What you have to do:
Each record must be retyped in full. No character may differ.
— START OF Data listing —
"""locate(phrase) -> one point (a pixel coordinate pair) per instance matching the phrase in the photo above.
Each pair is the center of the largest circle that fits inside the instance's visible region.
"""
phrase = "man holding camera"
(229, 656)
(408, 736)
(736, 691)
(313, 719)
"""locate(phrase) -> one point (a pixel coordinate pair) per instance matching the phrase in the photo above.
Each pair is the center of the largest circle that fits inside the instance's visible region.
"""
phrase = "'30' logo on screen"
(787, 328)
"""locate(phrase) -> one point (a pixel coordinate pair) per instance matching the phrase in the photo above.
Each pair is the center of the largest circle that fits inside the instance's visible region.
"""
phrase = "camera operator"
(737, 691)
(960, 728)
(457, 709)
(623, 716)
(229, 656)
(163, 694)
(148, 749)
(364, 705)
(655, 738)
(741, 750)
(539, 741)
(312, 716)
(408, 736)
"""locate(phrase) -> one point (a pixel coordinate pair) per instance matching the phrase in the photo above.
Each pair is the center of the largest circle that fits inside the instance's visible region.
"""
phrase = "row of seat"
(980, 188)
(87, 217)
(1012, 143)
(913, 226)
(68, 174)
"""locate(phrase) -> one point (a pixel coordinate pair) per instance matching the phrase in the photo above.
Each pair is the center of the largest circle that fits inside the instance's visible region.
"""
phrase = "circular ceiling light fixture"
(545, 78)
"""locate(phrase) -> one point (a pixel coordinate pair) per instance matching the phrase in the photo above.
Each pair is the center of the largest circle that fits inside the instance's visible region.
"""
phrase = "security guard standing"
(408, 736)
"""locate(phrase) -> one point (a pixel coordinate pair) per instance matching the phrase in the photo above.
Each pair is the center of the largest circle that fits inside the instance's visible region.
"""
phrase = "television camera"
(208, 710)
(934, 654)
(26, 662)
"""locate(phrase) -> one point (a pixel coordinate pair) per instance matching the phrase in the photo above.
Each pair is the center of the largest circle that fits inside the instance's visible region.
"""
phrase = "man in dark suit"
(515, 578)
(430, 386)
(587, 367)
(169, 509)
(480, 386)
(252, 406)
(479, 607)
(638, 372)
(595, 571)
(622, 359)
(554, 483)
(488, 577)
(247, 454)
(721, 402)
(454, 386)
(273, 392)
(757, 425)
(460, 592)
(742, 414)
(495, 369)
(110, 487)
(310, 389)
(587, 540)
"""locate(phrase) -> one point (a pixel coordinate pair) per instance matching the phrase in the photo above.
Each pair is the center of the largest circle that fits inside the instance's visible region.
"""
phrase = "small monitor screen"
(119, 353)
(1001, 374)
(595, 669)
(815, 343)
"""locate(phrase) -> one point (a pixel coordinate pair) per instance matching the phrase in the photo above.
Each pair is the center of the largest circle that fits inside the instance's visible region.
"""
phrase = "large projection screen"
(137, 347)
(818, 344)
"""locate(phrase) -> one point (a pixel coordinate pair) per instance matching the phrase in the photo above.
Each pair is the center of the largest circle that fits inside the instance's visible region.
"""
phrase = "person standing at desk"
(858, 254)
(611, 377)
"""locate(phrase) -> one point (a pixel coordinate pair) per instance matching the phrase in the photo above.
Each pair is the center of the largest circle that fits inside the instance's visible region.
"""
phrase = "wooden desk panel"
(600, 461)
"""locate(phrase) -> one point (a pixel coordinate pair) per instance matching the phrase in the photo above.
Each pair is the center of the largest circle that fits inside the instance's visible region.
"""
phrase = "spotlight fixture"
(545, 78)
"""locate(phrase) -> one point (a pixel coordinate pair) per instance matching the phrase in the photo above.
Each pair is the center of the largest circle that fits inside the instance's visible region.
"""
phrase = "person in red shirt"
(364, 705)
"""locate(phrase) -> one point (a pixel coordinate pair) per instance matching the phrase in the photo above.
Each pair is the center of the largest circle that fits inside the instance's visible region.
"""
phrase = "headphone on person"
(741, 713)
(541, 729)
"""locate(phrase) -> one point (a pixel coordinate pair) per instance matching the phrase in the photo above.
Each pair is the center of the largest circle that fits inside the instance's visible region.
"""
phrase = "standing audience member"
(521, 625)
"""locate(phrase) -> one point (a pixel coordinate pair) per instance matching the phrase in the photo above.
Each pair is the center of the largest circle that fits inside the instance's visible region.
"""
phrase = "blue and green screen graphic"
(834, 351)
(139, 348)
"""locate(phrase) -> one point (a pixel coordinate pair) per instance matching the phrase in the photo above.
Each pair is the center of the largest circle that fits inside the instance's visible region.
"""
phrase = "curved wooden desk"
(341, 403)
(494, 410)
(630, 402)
— END OF Data listing —
Full answer:
"""locate(phrase) -> one point (a pixel coordinate pair) per instance matching the phrase in the photo above.
Each pair is the center of the largest circle that fits inside the instance's visible region.
"""
phrase = "man holding camera"
(229, 656)
(408, 736)
(736, 691)
(313, 719)
"""locate(phrase) -> one point (a pixel coordinate pair) per instance matching the phrase in the photo above.
Each pair is the center of the largest circle that fits inside the instance's visible region.
"""
phrase = "'30' logo on screen"
(787, 328)
"""locate(phrase) -> one point (a pixel coordinate pair) per instance matching the phrase in the photo above.
Each pair is the center of the largest circle that fits inside the instance's visible region.
"""
phrase = "camera operator"
(737, 691)
(960, 728)
(457, 709)
(623, 716)
(229, 656)
(163, 694)
(148, 749)
(364, 705)
(655, 738)
(741, 750)
(539, 741)
(312, 716)
(408, 736)
"""locate(phrase) -> one point (a pixel coordinate pair) per instance matching the phrase in the photo above.
Each pair is the center of the largest circle that fits inside the instance's visible region.
"""
phrase = "row of seat"
(980, 188)
(87, 217)
(1012, 143)
(913, 226)
(68, 174)
"""locate(phrase) -> one point (a pixel coordinate pair) per instance matching the phrase in the photo above.
Each pair is the center of the largest circle that fits inside the instance's visible region.
"""
phrase = "circular ceiling light fixture"
(545, 78)
"""locate(phrase) -> one point (a pixel coordinate pair) per instance matching the phrase in the photo above.
Each pair is the center of the largest circle that fits inside the instance's visible region.
"""
phrase = "security guard standing"
(408, 736)
"""locate(phrase) -> one point (a pixel coordinate pair) per instance matching the phrase in the photo above.
Each pair is the center of the largest circle that fits inside the instance's visible region.
"""
phrase = "television camera"
(208, 710)
(934, 654)
(26, 662)
"""locate(phrase) -> one point (a pixel coordinate pair) per instance matching the phrase in the photo above.
Each pair is the center of the largest circle that fits inside the instance's visible region.
"""
phrase = "man in dark suit"
(515, 578)
(430, 386)
(587, 367)
(169, 509)
(480, 386)
(252, 406)
(479, 607)
(638, 372)
(595, 571)
(622, 359)
(554, 483)
(488, 577)
(247, 454)
(721, 402)
(454, 386)
(273, 392)
(757, 425)
(460, 592)
(742, 414)
(495, 369)
(110, 487)
(310, 389)
(587, 540)
"""locate(phrase) -> one point (a pixel coordinate pair) per instance matching the phrase in the photo above.
Each pair is the center of the largest circle that fits inside the instance's visible region.
"""
phrase = "small monitor screen"
(119, 353)
(1001, 374)
(595, 669)
(815, 343)
"""locate(phrase) -> one point (a pixel coordinate pair) per instance matching the phrase in the photo above.
Each pair is the center of the largest circle that fits inside the instance's visible region.
"""
phrase = "large projection screen"
(137, 347)
(818, 344)
"""locate(phrase) -> one point (a pixel coordinate pair) per instance matching the phrase in the photo above.
Each pair is the center of the largest circle that fits inside the instance's visible region.
"""
phrase = "person standing at desk"
(858, 254)
(611, 377)
"""locate(phrase) -> one point (a pixel coordinate pair) per instance matching the phrase in the photo above.
Each pair is the center of the largest circle that fits inside the instance's visible region.
"""
phrase = "wooden desk panel"
(600, 461)
"""locate(phrase) -> one point (a pixel coordinate pair) per instance matching the phrase in the photo above.
Each pair is the center of the largest circle that fits inside the instance's visible region.
"""
phrase = "spotlight fixture"
(545, 78)
"""locate(phrase) -> one point (a pixel coordinate pair) per instance matching the phrase in the photo above.
Each pair is the center of the largest circle that fits inside the instance's visible region.
"""
phrase = "person in red shirt"
(364, 705)
"""locate(phrase) -> one point (a pixel coordinate pair) per instance matching the phrase in the photo above.
Each pair is the center of the largest circle that fits inside the instance's visible region.
"""
phrase = "headphone on person"
(741, 713)
(541, 729)
"""locate(phrase) -> one point (a pixel coordinate pair) per instance matching the phrase in the photo above.
Each pair is the center of the largest circle that fits inside the instance's visible region.
"""
phrase = "standing audience member"
(521, 625)
"""locate(phrase) -> one point (a pixel coordinate pair) per instance matching the phrase in the photo above.
Each pair is the center of the largest circle that fits inside the instance's visible region.
"""
phrase = "blue and green screen graphic"
(834, 351)
(139, 348)
"""locate(phrase) -> one point (a pixel coordinate pair) per instance matching the phrase in the photo above.
Each pair is the center of the largest circle that fits inside the instance's visible region.
"""
phrase = "curved wooden desk"
(341, 403)
(494, 410)
(630, 402)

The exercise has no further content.